• **What is needed**: Type out the data again. Keep every line exactly the same.

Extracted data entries
━━━━━━

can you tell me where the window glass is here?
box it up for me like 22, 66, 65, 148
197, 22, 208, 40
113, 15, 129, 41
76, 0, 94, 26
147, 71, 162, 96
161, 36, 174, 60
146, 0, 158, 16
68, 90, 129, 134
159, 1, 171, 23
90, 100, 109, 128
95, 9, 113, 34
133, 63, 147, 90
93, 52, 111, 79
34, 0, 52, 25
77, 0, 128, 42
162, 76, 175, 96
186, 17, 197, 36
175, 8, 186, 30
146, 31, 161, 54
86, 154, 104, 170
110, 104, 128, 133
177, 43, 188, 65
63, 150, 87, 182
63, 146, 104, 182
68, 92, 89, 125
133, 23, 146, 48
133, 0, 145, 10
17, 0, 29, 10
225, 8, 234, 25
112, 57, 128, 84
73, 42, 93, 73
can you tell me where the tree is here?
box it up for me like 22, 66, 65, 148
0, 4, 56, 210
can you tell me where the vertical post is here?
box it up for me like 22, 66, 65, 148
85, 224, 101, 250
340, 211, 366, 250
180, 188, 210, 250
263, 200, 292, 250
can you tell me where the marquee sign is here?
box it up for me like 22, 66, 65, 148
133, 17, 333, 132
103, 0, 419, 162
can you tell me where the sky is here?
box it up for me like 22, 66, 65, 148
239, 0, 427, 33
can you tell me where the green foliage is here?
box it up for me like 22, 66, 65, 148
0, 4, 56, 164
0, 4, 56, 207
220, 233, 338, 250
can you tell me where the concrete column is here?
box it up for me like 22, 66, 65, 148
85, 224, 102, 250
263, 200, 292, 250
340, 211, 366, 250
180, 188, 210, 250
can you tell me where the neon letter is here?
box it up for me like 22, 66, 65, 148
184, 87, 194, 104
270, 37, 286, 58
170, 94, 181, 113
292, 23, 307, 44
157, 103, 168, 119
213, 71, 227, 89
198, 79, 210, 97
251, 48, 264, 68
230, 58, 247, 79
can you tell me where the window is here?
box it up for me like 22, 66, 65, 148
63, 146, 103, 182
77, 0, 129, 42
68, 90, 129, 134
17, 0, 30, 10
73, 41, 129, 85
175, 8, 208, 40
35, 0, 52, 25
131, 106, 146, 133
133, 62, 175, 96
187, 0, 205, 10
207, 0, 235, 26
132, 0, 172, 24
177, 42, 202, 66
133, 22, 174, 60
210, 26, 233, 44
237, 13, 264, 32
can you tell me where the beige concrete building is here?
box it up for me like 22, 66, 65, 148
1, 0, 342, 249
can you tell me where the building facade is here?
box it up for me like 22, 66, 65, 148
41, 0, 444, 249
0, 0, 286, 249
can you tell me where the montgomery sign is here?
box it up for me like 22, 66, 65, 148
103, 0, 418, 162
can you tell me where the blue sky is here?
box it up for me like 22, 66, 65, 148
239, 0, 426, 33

━━━━━━

• **Exercise answer**:
can you tell me where the window glass is here?
box it up for me like 22, 66, 65, 148
197, 22, 208, 40
113, 15, 129, 41
76, 0, 94, 26
147, 71, 162, 96
161, 36, 174, 60
146, 0, 158, 16
68, 90, 129, 134
159, 1, 171, 23
90, 100, 109, 128
95, 9, 113, 34
133, 63, 147, 90
93, 52, 111, 79
34, 0, 52, 25
77, 0, 128, 42
162, 76, 175, 96
186, 17, 197, 36
175, 8, 186, 30
146, 31, 161, 54
86, 154, 104, 170
110, 104, 128, 133
177, 43, 188, 65
63, 150, 87, 182
63, 146, 104, 182
68, 92, 89, 125
133, 23, 146, 48
133, 0, 145, 10
17, 0, 29, 10
225, 8, 234, 25
112, 57, 128, 84
73, 42, 93, 73
can you tell me where the tree is here?
box it up for me like 22, 66, 65, 148
0, 4, 56, 210
can you tell me where the vertical post is here?
box it up for me like 22, 66, 65, 148
85, 224, 101, 250
340, 211, 366, 250
180, 188, 210, 250
263, 200, 292, 250
can you tell me where the marquee sign is here?
box it up for me like 22, 66, 65, 148
133, 17, 333, 132
103, 0, 419, 162
can you tell me where the sky is here?
box it up for me like 22, 66, 65, 148
239, 0, 427, 33
can you tell me where the green foliage is here?
box it up for me like 22, 66, 65, 148
0, 4, 56, 164
0, 4, 56, 207
220, 233, 338, 250
can you tell me where the concrete column is here?
box it up for me like 22, 66, 65, 148
85, 224, 102, 250
263, 200, 292, 250
340, 211, 366, 250
180, 188, 210, 250
can you tell me where the neon letter is here?
box it up for me like 22, 66, 65, 148
184, 87, 194, 104
270, 37, 286, 58
170, 94, 181, 113
292, 23, 307, 44
157, 103, 168, 119
213, 71, 227, 89
198, 79, 210, 97
251, 48, 264, 68
230, 58, 247, 79
can you tell me where the window is here?
box it up for me like 22, 66, 65, 148
63, 146, 103, 182
77, 0, 129, 42
68, 90, 129, 134
17, 0, 30, 10
73, 41, 129, 85
175, 8, 208, 40
35, 0, 52, 25
131, 106, 146, 133
133, 62, 175, 96
187, 0, 205, 10
207, 0, 235, 26
132, 0, 172, 24
177, 42, 202, 66
133, 22, 174, 60
210, 26, 233, 44
237, 13, 264, 32
can you tell me where the beige concrete building is here?
box it up for me like 22, 66, 65, 148
1, 0, 342, 249
can you tell me where the building facade is here?
box it up for me like 22, 66, 65, 148
41, 0, 444, 249
0, 0, 286, 249
can you tell me where the montgomery sign is here?
box it up for me like 22, 66, 65, 148
103, 0, 418, 162
can you tell me where the blue sky is here?
box it up for me like 22, 66, 65, 148
239, 0, 426, 33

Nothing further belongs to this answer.